== JOB ==
Recast the lines of the listing below as a numbered list, beginning with the line containing "the green grass" and ending with the line containing "508;451;689;501", both included. Omit blank lines and all other lines.

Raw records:
** Begin **
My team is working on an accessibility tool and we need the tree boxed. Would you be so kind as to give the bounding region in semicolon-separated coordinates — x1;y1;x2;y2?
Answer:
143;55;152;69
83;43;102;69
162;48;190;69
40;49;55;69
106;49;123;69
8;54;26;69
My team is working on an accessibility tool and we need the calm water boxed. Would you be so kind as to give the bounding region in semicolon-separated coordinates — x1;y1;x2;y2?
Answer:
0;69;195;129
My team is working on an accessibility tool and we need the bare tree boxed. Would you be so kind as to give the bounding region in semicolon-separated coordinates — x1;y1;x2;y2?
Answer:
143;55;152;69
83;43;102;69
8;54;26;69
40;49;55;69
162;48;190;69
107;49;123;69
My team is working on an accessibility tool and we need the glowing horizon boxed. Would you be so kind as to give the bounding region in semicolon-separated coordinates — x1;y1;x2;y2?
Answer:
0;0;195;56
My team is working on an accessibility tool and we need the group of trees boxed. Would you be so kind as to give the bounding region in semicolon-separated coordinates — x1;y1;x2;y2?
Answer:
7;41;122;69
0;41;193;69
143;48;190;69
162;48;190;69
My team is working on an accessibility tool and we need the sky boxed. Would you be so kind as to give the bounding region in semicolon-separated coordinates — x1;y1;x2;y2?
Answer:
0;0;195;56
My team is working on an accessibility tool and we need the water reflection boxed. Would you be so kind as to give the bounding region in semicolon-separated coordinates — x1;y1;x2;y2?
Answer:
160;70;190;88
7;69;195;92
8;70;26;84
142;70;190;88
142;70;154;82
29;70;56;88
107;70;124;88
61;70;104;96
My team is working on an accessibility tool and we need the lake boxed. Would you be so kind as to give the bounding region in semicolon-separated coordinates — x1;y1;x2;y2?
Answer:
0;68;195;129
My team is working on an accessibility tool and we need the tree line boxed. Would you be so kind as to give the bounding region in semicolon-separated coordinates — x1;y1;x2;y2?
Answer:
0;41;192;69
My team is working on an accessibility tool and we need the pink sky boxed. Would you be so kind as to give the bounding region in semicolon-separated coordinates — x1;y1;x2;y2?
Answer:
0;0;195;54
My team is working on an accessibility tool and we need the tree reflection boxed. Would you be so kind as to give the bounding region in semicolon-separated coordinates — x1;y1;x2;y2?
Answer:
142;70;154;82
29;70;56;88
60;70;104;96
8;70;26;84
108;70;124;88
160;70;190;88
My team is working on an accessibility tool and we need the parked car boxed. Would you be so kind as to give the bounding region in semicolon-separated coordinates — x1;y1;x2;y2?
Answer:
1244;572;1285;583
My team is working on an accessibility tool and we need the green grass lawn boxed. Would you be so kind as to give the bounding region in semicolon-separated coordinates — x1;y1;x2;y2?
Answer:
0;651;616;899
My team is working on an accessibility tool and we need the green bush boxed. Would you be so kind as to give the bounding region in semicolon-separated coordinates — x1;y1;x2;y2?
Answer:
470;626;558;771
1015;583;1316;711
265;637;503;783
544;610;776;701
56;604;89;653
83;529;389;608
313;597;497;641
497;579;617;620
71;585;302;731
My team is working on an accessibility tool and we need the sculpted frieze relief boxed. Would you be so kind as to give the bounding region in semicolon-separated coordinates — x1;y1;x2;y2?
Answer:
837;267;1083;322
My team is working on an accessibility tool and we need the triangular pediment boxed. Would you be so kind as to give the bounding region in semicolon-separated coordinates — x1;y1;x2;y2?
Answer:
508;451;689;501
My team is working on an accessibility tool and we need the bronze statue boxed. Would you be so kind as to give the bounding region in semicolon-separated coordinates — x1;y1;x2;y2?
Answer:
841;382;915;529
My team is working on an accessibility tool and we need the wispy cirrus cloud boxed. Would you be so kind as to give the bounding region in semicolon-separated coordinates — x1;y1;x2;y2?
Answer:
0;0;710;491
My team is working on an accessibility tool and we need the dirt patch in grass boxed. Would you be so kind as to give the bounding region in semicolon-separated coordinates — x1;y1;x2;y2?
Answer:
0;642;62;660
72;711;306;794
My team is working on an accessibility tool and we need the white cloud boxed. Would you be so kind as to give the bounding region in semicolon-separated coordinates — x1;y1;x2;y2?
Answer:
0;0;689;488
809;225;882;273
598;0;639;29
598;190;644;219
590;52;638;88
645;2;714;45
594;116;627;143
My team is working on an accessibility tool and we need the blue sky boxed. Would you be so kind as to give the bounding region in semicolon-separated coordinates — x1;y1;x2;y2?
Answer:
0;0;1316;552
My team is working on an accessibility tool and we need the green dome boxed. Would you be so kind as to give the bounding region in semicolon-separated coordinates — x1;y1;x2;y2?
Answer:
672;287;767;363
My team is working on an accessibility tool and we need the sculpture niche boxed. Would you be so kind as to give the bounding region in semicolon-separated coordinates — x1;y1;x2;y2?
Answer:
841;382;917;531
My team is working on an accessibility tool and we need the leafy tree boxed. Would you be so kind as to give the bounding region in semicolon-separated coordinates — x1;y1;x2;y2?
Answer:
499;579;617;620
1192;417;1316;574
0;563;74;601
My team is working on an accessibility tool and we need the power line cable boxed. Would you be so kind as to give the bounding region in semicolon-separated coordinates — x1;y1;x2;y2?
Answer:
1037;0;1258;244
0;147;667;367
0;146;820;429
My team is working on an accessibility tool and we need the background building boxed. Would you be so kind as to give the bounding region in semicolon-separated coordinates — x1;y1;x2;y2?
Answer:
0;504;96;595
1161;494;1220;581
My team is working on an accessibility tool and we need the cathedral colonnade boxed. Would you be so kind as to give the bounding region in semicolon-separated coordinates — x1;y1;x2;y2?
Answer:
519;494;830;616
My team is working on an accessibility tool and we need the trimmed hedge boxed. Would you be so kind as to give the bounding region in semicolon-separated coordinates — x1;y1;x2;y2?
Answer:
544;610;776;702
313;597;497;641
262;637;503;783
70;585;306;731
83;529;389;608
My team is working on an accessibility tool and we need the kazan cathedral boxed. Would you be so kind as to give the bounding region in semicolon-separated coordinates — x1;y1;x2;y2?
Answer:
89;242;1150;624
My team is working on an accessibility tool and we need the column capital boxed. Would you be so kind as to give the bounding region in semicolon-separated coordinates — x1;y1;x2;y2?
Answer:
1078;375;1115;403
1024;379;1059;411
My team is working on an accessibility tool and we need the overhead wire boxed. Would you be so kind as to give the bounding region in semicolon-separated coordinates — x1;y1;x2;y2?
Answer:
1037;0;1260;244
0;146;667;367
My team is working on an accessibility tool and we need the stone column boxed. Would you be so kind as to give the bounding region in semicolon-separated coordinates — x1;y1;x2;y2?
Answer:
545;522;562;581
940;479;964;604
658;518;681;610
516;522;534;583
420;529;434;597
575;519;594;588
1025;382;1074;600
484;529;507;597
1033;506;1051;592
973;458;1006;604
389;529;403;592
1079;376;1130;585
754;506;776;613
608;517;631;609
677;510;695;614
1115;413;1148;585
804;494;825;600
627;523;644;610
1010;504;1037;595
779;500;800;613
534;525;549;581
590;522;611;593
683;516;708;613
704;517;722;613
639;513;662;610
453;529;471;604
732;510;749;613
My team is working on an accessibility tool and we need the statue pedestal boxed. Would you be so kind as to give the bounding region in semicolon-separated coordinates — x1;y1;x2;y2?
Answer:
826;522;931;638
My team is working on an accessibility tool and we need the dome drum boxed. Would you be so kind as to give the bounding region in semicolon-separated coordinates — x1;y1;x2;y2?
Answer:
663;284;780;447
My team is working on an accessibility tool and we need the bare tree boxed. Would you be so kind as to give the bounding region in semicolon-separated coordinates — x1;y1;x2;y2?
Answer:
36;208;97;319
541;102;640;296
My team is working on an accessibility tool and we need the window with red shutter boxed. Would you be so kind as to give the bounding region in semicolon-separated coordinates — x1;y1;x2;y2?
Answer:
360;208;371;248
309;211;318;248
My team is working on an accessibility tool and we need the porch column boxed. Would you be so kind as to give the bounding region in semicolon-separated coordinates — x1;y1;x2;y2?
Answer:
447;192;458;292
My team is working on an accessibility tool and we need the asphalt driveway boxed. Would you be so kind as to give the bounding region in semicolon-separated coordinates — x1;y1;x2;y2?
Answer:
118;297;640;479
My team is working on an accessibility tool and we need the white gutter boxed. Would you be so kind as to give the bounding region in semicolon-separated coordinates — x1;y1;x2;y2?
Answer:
** End **
== EXERCISE RESULT ==
1. My team is working on an accessibility tool and we need the green grass lawn boxed. Would you be so kind as to give the bounding region in semicolon-separated coordinates — x1;y1;x2;y2?
2. Answer:
3. 0;651;616;899
4. My team is working on an accessibility tool and we need the green bush boxed. Would you be so kind as to give the bounding region in semicolon-separated coordinates — x1;y1;x2;y2?
5. Answer:
6. 470;626;558;771
7. 1015;583;1316;711
8. 265;637;503;783
9. 544;610;776;701
10. 56;604;89;653
11. 83;529;389;608
12. 313;597;497;641
13. 497;579;617;620
14. 71;585;302;731
15. My team is working on an accessibility tool and we need the sculpted frieze relief boxed. Would you be so kind as to give the bounding region in semicolon-separated coordinates — x1;y1;x2;y2?
16. Answer:
17. 837;267;1083;322
18. My team is working on an accessibility tool and we need the triangular pediment boxed. Would you be so kind as to give the bounding region in semicolon-separated coordinates — x1;y1;x2;y2?
19. Answer:
20. 508;451;689;501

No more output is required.